[Source records]
BEGIN
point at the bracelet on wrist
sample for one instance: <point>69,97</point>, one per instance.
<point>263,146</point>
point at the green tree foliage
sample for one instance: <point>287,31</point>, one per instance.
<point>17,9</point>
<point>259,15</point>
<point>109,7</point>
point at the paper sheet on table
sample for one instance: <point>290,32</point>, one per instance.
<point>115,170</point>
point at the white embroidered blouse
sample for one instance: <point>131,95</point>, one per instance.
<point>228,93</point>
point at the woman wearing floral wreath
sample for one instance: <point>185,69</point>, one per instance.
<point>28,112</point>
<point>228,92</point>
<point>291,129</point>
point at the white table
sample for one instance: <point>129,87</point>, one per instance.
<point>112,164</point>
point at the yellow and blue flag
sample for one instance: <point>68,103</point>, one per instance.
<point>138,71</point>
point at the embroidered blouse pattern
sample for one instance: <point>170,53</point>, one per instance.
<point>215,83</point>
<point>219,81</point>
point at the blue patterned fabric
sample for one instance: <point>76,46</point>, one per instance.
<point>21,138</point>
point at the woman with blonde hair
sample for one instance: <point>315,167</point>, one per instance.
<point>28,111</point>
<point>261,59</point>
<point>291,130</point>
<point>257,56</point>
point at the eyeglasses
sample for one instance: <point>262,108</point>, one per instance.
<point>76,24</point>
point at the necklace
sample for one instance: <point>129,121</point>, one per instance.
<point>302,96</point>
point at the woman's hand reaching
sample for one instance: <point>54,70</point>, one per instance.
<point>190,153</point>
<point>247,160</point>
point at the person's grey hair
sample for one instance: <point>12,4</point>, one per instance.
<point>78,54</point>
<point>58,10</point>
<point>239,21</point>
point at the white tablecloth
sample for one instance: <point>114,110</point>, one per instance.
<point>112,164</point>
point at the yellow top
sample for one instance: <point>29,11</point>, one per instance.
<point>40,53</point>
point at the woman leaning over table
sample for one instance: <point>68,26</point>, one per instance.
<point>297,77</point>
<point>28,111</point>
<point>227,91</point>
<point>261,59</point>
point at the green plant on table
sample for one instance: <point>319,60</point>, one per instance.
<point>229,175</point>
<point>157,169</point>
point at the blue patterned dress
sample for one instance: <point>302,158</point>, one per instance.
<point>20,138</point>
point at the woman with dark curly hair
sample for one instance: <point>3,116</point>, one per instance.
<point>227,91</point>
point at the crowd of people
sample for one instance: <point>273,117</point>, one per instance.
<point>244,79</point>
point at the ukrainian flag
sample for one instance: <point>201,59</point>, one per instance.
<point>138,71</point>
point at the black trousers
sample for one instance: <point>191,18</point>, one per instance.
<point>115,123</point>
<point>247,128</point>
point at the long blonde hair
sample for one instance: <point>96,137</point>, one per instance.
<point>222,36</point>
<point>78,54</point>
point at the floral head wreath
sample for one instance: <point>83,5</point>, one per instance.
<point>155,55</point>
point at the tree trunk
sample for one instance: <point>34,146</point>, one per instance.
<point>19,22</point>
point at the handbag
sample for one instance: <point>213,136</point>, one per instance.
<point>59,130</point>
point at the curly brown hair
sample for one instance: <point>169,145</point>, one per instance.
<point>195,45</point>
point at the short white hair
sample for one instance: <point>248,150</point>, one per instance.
END
- [Task instructions]:
Lay out all of the records above as a numbered list, omitting any blank lines.

- [Problem solution]:
1. point at the bracelet on wrist
2. sample for one instance: <point>69,97</point>, one per instance.
3. <point>263,146</point>
4. point at the green tree foliage
5. sample for one instance: <point>287,31</point>, one per instance.
6. <point>17,9</point>
7. <point>259,15</point>
8. <point>109,7</point>
9. point at the paper sheet on table
10. sample for one instance: <point>290,32</point>, one per instance.
11. <point>115,170</point>
12. point at the white embroidered blouse
13. sample for one instance: <point>131,95</point>, one per instance.
14. <point>228,93</point>
15. point at the woman wearing floral wreath
16. sample for one instance: <point>185,69</point>, one per instance.
17. <point>28,112</point>
18. <point>228,92</point>
19. <point>291,129</point>
20. point at the white table
21. sample for one instance: <point>129,87</point>, one per instance.
22. <point>112,164</point>
23. point at the yellow and blue flag
24. sample for one instance: <point>68,103</point>, one per instance.
25. <point>138,71</point>
26. point at the embroidered blouse pattern
27. sample for one instance: <point>170,53</point>, one per instance.
28. <point>215,83</point>
29. <point>219,81</point>
30. point at the blue patterned fabric
31. sample for one instance: <point>76,46</point>, one per instance.
32. <point>21,138</point>
33. point at the woman with blonde hair
34. sample for one instance: <point>315,167</point>, one per instance.
35. <point>28,111</point>
36. <point>261,59</point>
37. <point>291,130</point>
38. <point>257,56</point>
39. point at the eyeglasses
40. sample for one instance: <point>262,108</point>, one per instance.
41. <point>76,24</point>
42. point at the necklace
43. sample for one instance: <point>129,121</point>, one per instance.
44. <point>302,96</point>
45. point at the woman's hand reaching
46. sample for one instance: <point>54,70</point>, one per instance.
47. <point>190,153</point>
48. <point>247,160</point>
49. point at the person's grey hair
50. sample for one instance: <point>12,4</point>, one per instance.
51. <point>78,54</point>
52. <point>58,10</point>
53. <point>239,21</point>
54. point at the white tablecloth
55. sample for one instance: <point>114,110</point>, one per instance.
56. <point>112,164</point>
57. point at the yellow top
58. sample for one instance: <point>29,11</point>, one per instance.
59. <point>40,53</point>
60. point at the woman leaning over table
61. sample for one instance: <point>68,26</point>, one per instance.
62. <point>297,77</point>
63. <point>28,111</point>
64. <point>227,91</point>
65. <point>261,59</point>
66. point at the green plant on table
67. sample for one instance: <point>319,60</point>, one per instance.
68. <point>229,175</point>
69. <point>157,169</point>
70. point at the blue patterned dress
71. sample for one instance: <point>302,158</point>, one per instance.
72. <point>20,138</point>
73. point at the woman with dark curly hair
74. sample for one instance: <point>3,116</point>, one per instance.
75. <point>227,91</point>
76. point at the crowd of people
77. sample for one instance: <point>273,117</point>, one per instance.
78. <point>244,79</point>
79. point at the ukrainian flag
80. sample for one instance: <point>201,59</point>, one per instance.
81. <point>138,71</point>
82. point at the black trousers
83. sample for one instance: <point>191,18</point>, one per instance.
84. <point>115,123</point>
85. <point>247,128</point>
86. point at the long blonde hair
87. sample for one instance: <point>96,137</point>, one per instance.
88. <point>222,36</point>
89. <point>78,54</point>
90. point at the floral head wreath
91. sample for one instance: <point>83,5</point>, one per instance.
92. <point>155,55</point>
93. point at the tree trunk
94. sample for one instance: <point>34,146</point>, one per instance.
95. <point>19,22</point>
96. point at the handbag
97. sample for one instance: <point>213,136</point>, one per instance.
98. <point>59,130</point>
99. point at the curly brown hair
100. sample for one instance: <point>169,145</point>, one per instance.
101. <point>195,45</point>
102. point at the short white hair
103. sample for one instance: <point>248,150</point>, one per instance.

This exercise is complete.